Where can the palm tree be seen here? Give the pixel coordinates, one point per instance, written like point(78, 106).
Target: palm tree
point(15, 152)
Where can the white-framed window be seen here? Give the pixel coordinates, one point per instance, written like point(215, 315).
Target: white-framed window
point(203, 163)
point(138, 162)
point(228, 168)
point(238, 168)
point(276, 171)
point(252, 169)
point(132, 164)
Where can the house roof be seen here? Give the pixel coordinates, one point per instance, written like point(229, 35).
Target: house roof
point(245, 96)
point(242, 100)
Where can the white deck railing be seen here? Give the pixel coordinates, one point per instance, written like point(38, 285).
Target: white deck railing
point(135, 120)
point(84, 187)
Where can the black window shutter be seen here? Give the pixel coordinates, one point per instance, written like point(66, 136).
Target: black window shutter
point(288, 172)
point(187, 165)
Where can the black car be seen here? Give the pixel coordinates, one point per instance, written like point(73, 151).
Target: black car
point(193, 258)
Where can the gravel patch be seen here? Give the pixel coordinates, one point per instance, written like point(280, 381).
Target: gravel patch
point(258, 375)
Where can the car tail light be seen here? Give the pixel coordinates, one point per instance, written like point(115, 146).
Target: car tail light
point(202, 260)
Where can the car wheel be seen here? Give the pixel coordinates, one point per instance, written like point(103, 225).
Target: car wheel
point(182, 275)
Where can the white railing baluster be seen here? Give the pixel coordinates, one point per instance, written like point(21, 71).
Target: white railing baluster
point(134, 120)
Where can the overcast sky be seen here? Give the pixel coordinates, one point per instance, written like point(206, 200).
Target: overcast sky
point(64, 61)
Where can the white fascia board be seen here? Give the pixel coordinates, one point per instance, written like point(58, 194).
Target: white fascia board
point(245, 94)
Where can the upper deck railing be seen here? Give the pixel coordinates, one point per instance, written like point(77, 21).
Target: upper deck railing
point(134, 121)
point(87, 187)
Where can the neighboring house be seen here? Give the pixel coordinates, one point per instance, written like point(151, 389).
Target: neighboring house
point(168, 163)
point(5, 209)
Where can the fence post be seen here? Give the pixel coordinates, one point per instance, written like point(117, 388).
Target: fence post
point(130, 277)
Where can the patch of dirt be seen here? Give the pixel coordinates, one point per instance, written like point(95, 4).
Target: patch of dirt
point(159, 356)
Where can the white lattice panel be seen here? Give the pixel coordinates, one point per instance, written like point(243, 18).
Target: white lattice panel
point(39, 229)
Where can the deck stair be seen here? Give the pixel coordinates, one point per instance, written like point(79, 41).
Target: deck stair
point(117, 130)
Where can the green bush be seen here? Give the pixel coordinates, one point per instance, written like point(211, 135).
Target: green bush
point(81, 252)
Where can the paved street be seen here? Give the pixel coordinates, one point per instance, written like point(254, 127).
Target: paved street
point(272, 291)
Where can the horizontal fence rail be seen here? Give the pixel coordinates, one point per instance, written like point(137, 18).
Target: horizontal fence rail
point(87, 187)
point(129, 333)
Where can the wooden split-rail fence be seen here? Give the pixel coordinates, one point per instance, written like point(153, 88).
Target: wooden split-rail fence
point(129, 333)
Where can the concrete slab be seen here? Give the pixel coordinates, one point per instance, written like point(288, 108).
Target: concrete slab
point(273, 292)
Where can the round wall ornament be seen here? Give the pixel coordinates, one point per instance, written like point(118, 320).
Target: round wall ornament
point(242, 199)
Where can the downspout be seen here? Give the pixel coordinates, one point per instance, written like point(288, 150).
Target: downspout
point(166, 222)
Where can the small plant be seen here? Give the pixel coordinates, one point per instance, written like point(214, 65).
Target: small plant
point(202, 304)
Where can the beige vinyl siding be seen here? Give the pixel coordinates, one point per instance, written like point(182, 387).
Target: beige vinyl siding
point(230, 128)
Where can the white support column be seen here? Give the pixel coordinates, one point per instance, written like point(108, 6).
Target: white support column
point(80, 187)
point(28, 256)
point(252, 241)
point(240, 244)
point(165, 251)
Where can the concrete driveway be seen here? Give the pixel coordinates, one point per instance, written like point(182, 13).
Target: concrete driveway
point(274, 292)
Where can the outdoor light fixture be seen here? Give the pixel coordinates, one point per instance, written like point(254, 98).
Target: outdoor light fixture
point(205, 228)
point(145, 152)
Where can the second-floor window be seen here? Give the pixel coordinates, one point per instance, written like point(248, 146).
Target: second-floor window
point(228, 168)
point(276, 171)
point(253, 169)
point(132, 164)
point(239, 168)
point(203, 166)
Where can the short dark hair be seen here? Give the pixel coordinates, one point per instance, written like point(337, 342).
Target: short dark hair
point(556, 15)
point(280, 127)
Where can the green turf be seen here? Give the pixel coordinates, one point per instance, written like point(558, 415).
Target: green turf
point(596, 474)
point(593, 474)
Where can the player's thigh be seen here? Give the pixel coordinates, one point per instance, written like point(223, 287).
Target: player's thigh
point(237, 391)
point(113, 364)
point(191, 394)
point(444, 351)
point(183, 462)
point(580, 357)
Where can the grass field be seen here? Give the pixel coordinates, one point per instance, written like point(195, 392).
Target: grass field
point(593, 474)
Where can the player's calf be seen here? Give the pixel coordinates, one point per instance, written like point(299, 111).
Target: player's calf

****************************************

## [Task brief]
Extract every entry in the listing word for word.

## [Complete output]
Where can the palm tree be seen here? Give the pixel coordinates, one point per instance, written like point(78, 106).
Target: palm tree
point(15, 152)
Where can the white-framed window be seen here? Give the pixel coordinates, one point per instance, written like point(215, 315).
Target: white-framed window
point(203, 163)
point(138, 162)
point(228, 168)
point(238, 168)
point(276, 171)
point(252, 169)
point(132, 164)
Where can the house roof be seen here? Give the pixel coordinates, one point per instance, written like point(229, 35).
Target: house roof
point(245, 96)
point(242, 100)
Where can the white deck railing be seen here? Give the pixel coordinates, one point per instance, written like point(38, 285).
Target: white deck railing
point(135, 120)
point(84, 187)
Where can the black window shutter be seen here? Give the pixel coordinates, one point per instance, written like point(66, 136).
Target: black window shutter
point(288, 172)
point(187, 165)
Where can the black car be seen here? Give the pixel coordinates, one point per instance, written like point(73, 151).
Target: black car
point(193, 258)
Where can the gravel patch be seen here? Give the pixel coordinates, one point per instance, written like point(280, 381).
Target: gravel patch
point(258, 375)
Where can the car tail light be seen here? Give the pixel coordinates, one point per instance, written like point(115, 146).
Target: car tail light
point(202, 260)
Where can the car wheel be seen here? Give the pixel coordinates, one point per instance, written like point(103, 225).
Target: car wheel
point(182, 275)
Where can the white railing baluster be seen here? Give the pixel coordinates, one point per instance, written like point(21, 71).
Target: white railing baluster
point(134, 120)
Where can the overcast sky be seen here? Give the pixel coordinates, one point per instance, written like point(206, 200).
Target: overcast sky
point(64, 61)
Where can the white fascia board be seen here? Give the pixel coordinates, one point per instance, written like point(58, 194).
Target: white fascia board
point(245, 94)
Where can the upper deck railing be seen here? Give the pixel coordinates, one point per instance, written like point(77, 21).
Target: upper deck railing
point(134, 121)
point(87, 187)
Where can the neighboring house be seen here? Give the pixel coordinates, one point per instance, written like point(151, 389).
Target: neighboring house
point(168, 163)
point(5, 209)
Where can the fence post be seen here? Give the pixel coordinates, one point per instance, written like point(117, 388).
Target: fence post
point(130, 277)
Where can the patch of dirt be seen here? Give the pixel coordinates, one point per instance, written like point(95, 4).
Target: patch of dirt
point(159, 356)
Where can the white lattice panel be seen here? Give the pixel coordinates, one point per instance, written like point(243, 18).
Target: white lattice panel
point(39, 229)
Where can the deck stair be seen here? Give the pixel coordinates, one point per instance, written like point(79, 41).
Target: deck stair
point(117, 130)
Where can the green bush be seen here? Give the pixel coordinates, one point per instance, written like point(211, 135).
Target: green bush
point(81, 252)
Where can the paved street be seen here? Give the pixel coordinates, one point per instance, written like point(254, 127).
Target: paved street
point(272, 291)
Where can the horizontal fence rail be seen here? Give the pixel coordinates, one point per instance, written like point(137, 18).
Target: horizontal fence rail
point(87, 187)
point(129, 333)
Where can the wooden split-rail fence be seen here? Give the pixel coordinates, one point per instance, written like point(153, 88).
Target: wooden split-rail fence
point(129, 333)
Where can the concrete slab be seen here? Give the pixel coordinates, one point per instance, written like point(288, 108).
Target: concrete slab
point(273, 292)
Where can the round wall ornament be seen here? Give the pixel coordinates, one point per instance, written like point(118, 320).
Target: round wall ornament
point(242, 199)
Where can the downspout be seen here? Give the pixel coordinates, one point per instance, written like point(288, 150).
Target: downspout
point(166, 222)
Where can the small plant be seen here? Give the pixel coordinates, one point per instance, written like point(214, 65).
Target: small plant
point(202, 304)
Where can the beige vinyl siding be seen here? Give the pixel coordinates, one point per instance, written like point(182, 387).
Target: beige vinyl siding
point(230, 128)
Where can the white support column be seen here? Give the pixel coordinates, one point per instance, written like point(108, 6).
Target: white support column
point(80, 187)
point(28, 256)
point(252, 241)
point(240, 244)
point(165, 251)
Where can the concrete driveway be seen here? Give the pixel coordinates, one point per instance, written like point(182, 13).
Target: concrete driveway
point(274, 292)
Where can the outdoor light fixture be seen here? Give the pixel coordinates, one point per instance, written like point(254, 98).
Target: outdoor light fixture
point(205, 228)
point(145, 152)
Where can the second-floor window be seen here? Give the pixel coordinates, one point per instance, written like point(248, 146).
Target: second-floor window
point(228, 168)
point(276, 171)
point(253, 169)
point(132, 164)
point(239, 168)
point(203, 166)
Where can the short dark hair be seen here? Give the pixel coordinates, one point per instance, written like point(337, 342).
Target: short dark hair
point(556, 15)
point(280, 127)
Where can the green turf be seen here? Give the pixel coordinates, one point per instance, written like point(558, 415).
Target: green turf
point(596, 474)
point(593, 474)
Where can the player's thigh be seen here? Give the pixel coordinates, one point per instance, written like point(223, 287).
Target: player's thigh
point(237, 391)
point(113, 364)
point(191, 394)
point(444, 351)
point(183, 462)
point(580, 357)
Where can the grass field be seen here? Give the pixel coordinates, one point per instance, written like point(195, 392).
Target: grass field
point(593, 474)
Where can the player's calf be seen here? Give the pixel coordinates, one point per instance, written like point(299, 111).
Target: player's calf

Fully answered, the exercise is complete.